* [Objective] Transcribe the items below word for word, starting at the line that contains "Locate every instance of the tree trunk" and ending at the final line of the items. Omit the pictures from your answer.

(Items contained in a dataset)
>> BEGIN
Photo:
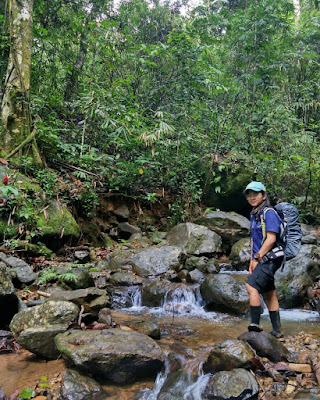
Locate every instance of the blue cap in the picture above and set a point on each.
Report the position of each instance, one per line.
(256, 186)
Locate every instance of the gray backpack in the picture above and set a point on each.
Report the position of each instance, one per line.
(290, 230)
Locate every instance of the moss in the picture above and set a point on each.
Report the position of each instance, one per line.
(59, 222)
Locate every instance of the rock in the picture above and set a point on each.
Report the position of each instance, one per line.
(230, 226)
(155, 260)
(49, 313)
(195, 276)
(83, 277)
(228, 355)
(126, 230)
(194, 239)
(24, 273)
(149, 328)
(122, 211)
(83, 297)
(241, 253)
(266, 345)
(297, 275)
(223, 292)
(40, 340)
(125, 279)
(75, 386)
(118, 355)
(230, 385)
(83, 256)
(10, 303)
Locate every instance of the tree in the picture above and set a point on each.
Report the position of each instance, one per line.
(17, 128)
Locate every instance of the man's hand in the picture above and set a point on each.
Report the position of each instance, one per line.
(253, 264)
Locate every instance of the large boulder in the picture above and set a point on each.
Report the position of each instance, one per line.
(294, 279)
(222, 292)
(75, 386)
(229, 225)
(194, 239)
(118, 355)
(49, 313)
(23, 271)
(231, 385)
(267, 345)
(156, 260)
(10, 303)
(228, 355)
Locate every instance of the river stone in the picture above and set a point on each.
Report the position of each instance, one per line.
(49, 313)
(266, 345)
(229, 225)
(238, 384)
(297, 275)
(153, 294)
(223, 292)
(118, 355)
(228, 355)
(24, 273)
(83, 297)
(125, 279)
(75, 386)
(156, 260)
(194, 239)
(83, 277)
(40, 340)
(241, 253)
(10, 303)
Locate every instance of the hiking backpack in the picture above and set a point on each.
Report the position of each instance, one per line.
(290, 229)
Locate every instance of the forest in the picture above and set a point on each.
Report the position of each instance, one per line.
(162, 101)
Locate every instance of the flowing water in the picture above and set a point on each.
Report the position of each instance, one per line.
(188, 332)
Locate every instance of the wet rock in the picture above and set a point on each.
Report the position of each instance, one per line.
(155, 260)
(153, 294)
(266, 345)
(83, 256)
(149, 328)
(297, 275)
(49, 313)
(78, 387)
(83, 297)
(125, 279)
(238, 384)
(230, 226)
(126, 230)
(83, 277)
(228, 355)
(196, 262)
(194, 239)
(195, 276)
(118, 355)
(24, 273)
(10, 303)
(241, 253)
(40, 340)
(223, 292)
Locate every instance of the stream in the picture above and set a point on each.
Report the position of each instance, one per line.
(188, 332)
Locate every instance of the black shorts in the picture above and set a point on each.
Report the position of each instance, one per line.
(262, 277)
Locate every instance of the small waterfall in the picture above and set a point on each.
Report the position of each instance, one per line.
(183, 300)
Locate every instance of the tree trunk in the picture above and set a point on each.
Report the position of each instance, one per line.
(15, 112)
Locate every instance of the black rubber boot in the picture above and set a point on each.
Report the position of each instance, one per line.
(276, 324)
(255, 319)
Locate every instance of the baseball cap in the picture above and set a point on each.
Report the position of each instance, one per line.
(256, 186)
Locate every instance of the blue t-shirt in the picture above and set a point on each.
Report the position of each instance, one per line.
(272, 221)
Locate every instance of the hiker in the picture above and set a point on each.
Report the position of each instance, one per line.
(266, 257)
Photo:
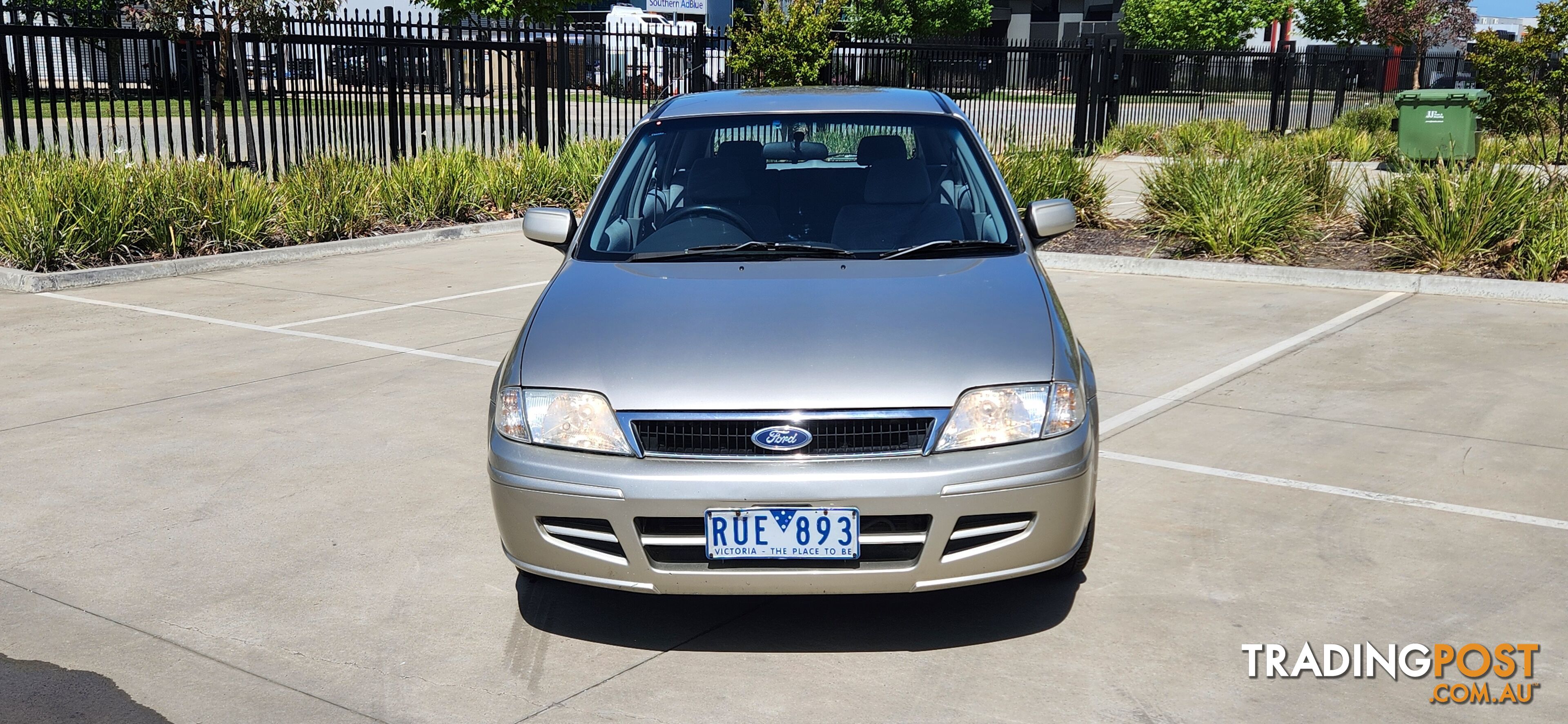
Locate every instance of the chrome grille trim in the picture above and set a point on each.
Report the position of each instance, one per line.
>> END
* [Exercise solution]
Locate every instance of the tree trunk in the picture above and set a point on each.
Report the position of each instance, one per line.
(15, 112)
Locate every instance of the black rubber boot in the picture above and set a point on each.
Report the position of each instance, one per line.
(276, 324)
(255, 319)
Locate every instance of the baseball cap in the picture above and set a point on each.
Report the position of each instance, one per line.
(256, 186)
Locate every instance of the blue t-shirt in the picture above and set a point on each.
Report the position of each instance, one per line.
(272, 221)
Locate every instance of the hiker in the picture above and set a point on each.
Report the position of each instance, one per line.
(266, 257)
Photo:
Locate every instance of the chrome grille trim in the picture above and set a point on each.
Report the position of each instance, one per line.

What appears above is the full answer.